■ **Stated exercise**:
Recast everything from the start of the rows down to the line that contains "[211,704,249,738]" as a two-column CSV headed text and boxes. Give one record for each line of wording, paired with the boxes listed beneath it, with each field in quotes and line breaks replaced by spaces. Leave the pictures out.

■ **Supplied material**:
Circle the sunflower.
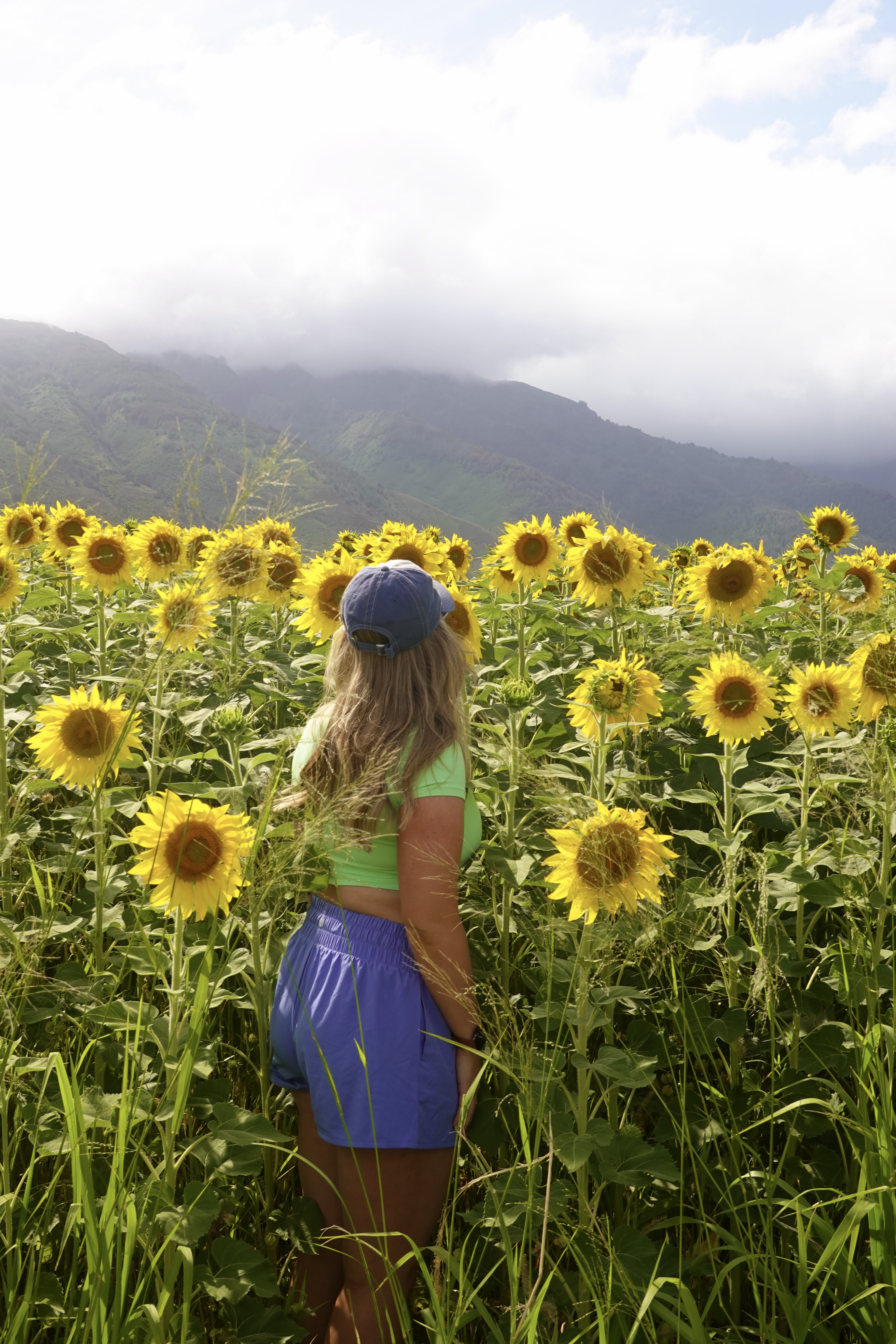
[130,518,187,583]
[567,649,662,741]
[151,583,215,650]
[292,554,364,644]
[369,523,445,578]
[544,802,676,923]
[445,532,473,579]
[685,653,778,742]
[564,527,644,606]
[130,793,254,919]
[494,513,560,583]
[834,560,884,614]
[28,686,140,788]
[0,504,43,551]
[258,542,302,610]
[784,663,858,738]
[249,518,298,548]
[669,546,693,570]
[849,634,896,723]
[184,527,216,570]
[445,583,482,663]
[47,500,97,558]
[631,527,658,579]
[684,546,775,622]
[0,554,24,612]
[809,504,858,551]
[69,523,132,593]
[199,527,267,598]
[558,512,595,546]
[28,504,50,540]
[484,555,516,597]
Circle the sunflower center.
[56,518,87,546]
[317,574,348,620]
[165,821,224,882]
[806,681,840,718]
[583,542,631,583]
[445,602,470,638]
[707,560,754,602]
[588,672,635,712]
[146,532,180,566]
[575,821,641,891]
[716,676,758,719]
[815,516,846,546]
[513,532,551,564]
[87,536,128,574]
[862,644,896,695]
[165,597,199,630]
[187,532,212,569]
[844,564,872,595]
[7,513,35,546]
[218,543,258,587]
[267,555,298,593]
[59,706,115,759]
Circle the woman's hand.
[454,1046,482,1134]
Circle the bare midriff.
[320,883,404,923]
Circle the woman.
[270,560,482,1344]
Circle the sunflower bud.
[498,676,535,710]
[211,704,249,738]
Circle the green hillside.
[164,355,896,551]
[0,321,489,551]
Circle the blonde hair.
[295,621,470,840]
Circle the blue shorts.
[270,896,458,1148]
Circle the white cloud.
[0,0,896,454]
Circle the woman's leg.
[293,1093,345,1344]
[326,1148,454,1344]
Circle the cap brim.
[433,579,454,616]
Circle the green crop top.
[293,712,482,891]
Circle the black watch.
[454,1027,488,1051]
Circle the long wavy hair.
[289,621,470,844]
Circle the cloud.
[0,0,896,456]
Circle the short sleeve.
[411,742,466,798]
[293,712,326,784]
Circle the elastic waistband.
[301,896,416,970]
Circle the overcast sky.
[0,0,896,461]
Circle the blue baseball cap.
[340,560,454,658]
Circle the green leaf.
[237,1302,308,1344]
[594,1046,657,1087]
[208,1101,283,1147]
[196,1236,280,1305]
[267,1195,324,1255]
[156,1180,220,1246]
[598,1134,681,1185]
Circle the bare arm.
[398,798,478,1040]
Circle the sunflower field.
[0,504,896,1344]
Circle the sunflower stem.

■ **Reply**:
text,boxes
"Circle the sunflower.","[130,518,187,583] [567,649,662,741] [151,583,215,650] [292,554,364,644] [369,523,445,578] [544,802,676,923] [445,532,473,579] [685,653,778,742] [564,527,644,606] [130,793,254,919] [494,513,560,583] [834,560,884,614] [28,686,140,788] [0,504,43,551] [258,542,302,610] [784,663,858,738] [249,518,298,548] [669,546,693,570] [849,634,896,723] [184,527,216,570] [445,583,482,663] [47,500,97,558] [631,527,658,579] [684,546,775,622] [0,554,24,612] [809,504,858,551] [69,523,132,593] [199,527,267,598] [558,512,595,546] [28,504,50,540] [484,555,516,597]"
"Circle the sunflower center.","[56,518,87,546] [317,574,348,620] [165,821,224,882] [806,681,840,718] [583,542,631,583] [445,602,470,638] [707,560,754,602] [588,672,635,712] [146,532,180,566] [575,821,641,891] [716,676,758,719] [815,516,846,546] [513,532,551,564] [87,536,128,574] [862,644,896,695] [165,597,199,630] [187,532,212,569] [844,564,872,595] [7,513,35,546] [218,543,258,587] [267,555,298,593] [59,706,115,759]"
"Circle the woman's hand.","[454,1046,482,1134]"
"Circle the bare midriff.","[320,883,404,923]"
"Circle the woman.","[270,560,482,1344]"
"Circle the sunflower bud.","[498,676,535,710] [211,704,249,738]"